Problem requirements
Look through the records below for the line with "point(596, 125)" and the line with "point(570, 389)", then return those lines and all lines between, exactly.

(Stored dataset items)
-=-=-=-=-
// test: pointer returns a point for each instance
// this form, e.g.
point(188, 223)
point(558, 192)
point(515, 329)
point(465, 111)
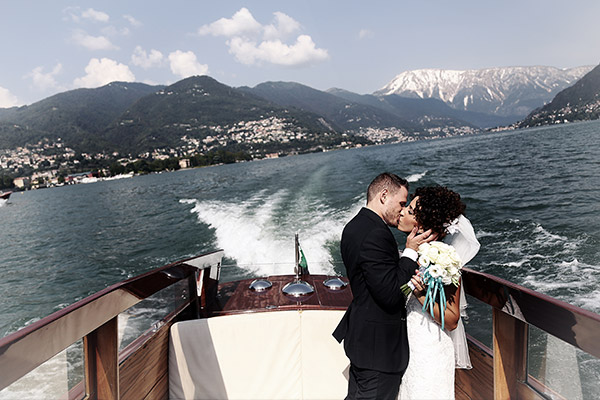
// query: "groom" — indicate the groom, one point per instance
point(374, 326)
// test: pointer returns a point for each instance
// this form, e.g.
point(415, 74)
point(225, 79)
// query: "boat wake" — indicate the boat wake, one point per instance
point(416, 177)
point(258, 233)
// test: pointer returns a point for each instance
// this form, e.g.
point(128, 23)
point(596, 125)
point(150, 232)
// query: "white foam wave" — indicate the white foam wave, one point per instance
point(416, 177)
point(259, 232)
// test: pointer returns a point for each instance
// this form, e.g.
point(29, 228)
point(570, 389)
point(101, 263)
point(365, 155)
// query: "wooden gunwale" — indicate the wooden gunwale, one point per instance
point(567, 322)
point(26, 349)
point(578, 328)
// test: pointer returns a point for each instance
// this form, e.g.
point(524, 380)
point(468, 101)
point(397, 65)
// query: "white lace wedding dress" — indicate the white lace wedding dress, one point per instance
point(433, 358)
point(430, 373)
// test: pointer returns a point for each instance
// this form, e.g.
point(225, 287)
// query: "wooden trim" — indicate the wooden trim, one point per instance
point(49, 336)
point(569, 323)
point(527, 392)
point(510, 354)
point(478, 382)
point(142, 374)
point(101, 349)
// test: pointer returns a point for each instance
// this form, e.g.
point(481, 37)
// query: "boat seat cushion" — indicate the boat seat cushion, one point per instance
point(265, 355)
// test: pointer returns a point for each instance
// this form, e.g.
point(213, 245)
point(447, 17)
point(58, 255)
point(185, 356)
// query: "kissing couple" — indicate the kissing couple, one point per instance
point(396, 349)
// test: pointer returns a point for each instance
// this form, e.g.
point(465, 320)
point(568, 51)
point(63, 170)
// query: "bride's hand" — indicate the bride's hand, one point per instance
point(413, 241)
-=-=-=-=-
Your response
point(596, 125)
point(150, 232)
// query: "white foam wave" — indicate the white foam wave, one point per instance
point(416, 177)
point(259, 232)
// test: pointer returns a point for each instance
// this form, e.g.
point(29, 228)
point(570, 389)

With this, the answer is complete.